[Entries taken from a collection]
━━━━━━━━

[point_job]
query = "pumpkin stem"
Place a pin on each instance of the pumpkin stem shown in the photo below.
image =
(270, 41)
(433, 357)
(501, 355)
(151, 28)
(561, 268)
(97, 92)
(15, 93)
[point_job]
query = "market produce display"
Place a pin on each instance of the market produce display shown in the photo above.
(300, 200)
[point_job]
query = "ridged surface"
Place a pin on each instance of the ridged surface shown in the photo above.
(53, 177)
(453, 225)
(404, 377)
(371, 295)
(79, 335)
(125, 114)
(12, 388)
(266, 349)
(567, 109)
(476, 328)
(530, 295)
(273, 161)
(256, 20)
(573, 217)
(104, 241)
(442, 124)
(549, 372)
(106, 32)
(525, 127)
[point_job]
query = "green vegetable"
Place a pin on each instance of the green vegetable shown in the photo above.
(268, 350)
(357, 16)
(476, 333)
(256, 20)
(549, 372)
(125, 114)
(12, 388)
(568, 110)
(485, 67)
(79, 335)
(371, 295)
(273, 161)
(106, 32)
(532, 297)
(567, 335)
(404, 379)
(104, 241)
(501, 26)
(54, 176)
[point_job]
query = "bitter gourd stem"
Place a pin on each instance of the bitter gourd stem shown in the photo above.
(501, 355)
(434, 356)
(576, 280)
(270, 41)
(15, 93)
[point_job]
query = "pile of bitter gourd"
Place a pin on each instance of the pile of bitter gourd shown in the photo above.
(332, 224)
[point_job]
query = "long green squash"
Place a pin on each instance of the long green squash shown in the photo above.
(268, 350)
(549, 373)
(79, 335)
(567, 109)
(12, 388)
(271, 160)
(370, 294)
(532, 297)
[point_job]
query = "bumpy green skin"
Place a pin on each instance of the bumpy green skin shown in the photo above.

━━━━━━━━

• _TASK_: Show the lines in the entries above that include the string "skin".

• _YOUR SOLUTION_:
query = "bumpy green skin"
Place a pin on each instance of the bumpy green skin shown in the photo above.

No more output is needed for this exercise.